■ PROBLEM REQUIREMENTS ■
Copy out every line of the listing below that contains the string "grass". Match case exactly.
-----
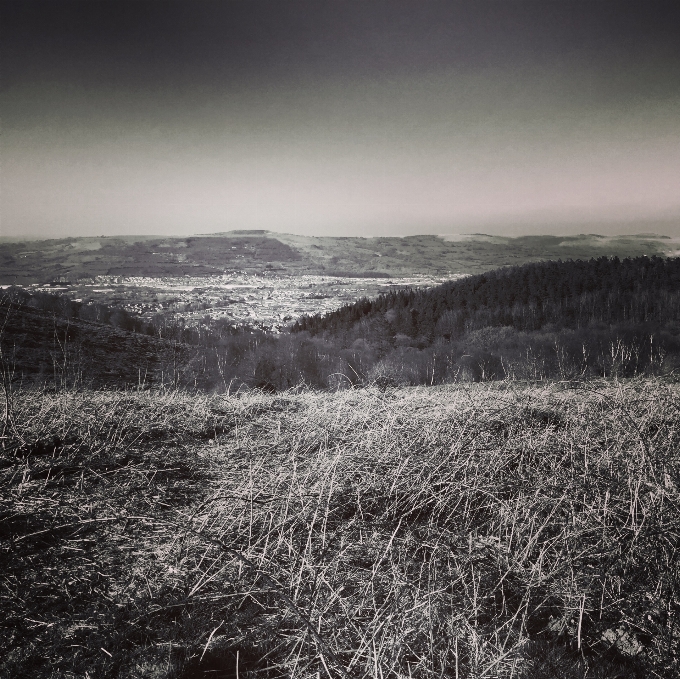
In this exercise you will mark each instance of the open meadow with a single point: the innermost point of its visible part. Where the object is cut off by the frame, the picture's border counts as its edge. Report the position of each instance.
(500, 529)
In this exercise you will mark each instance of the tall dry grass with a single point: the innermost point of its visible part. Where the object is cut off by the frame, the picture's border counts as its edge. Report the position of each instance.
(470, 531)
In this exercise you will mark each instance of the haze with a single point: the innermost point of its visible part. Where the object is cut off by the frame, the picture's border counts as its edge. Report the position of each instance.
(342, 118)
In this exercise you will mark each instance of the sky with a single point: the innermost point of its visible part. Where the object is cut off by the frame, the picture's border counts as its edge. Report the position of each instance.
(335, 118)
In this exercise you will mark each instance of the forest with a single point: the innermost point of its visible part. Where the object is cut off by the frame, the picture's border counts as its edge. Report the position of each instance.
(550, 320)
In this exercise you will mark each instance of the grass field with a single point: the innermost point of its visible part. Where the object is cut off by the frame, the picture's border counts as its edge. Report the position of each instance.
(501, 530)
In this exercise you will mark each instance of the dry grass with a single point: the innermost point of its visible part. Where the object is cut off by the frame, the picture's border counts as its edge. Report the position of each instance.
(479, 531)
-----
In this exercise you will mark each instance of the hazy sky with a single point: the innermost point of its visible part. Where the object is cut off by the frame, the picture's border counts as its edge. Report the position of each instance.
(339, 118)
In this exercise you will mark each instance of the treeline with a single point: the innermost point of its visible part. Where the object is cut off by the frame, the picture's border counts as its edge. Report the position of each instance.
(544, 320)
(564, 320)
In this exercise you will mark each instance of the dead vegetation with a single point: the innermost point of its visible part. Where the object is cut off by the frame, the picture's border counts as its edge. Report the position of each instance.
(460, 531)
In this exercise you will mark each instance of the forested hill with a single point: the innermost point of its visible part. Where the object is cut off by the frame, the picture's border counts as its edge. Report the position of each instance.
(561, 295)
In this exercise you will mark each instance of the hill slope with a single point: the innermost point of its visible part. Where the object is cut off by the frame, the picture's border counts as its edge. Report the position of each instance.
-----
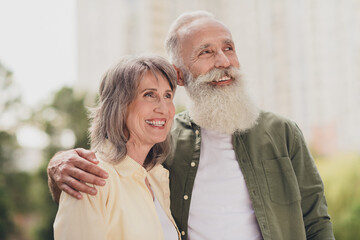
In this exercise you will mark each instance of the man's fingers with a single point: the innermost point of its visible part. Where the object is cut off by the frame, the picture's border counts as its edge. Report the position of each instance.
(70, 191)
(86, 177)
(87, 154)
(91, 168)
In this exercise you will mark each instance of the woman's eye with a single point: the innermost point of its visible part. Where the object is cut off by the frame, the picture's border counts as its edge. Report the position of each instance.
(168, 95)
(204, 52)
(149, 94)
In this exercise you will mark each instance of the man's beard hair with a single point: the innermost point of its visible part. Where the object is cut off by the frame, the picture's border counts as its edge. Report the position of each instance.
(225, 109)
-----
■ ANSWER ■
In this exercise you will mark each instance of the tall dry grass with a single point: the innermost point of its visible part. Where the object is cut off by the frame, the picture's border counts as its edge. Report the position of each instance.
In this exercise you will mark each instance of the grass field with a single point: the innermost point of its visible part. Where the object is cut off by the frame, the picture's border counts as its edge. Report the position of each instance.
In this exercise you will mark each instance of the dry grass with a single point: the innermost point of its visible part. Where the object is cut off by the frame, the picture's border counts as its edge. Report the position of each instance.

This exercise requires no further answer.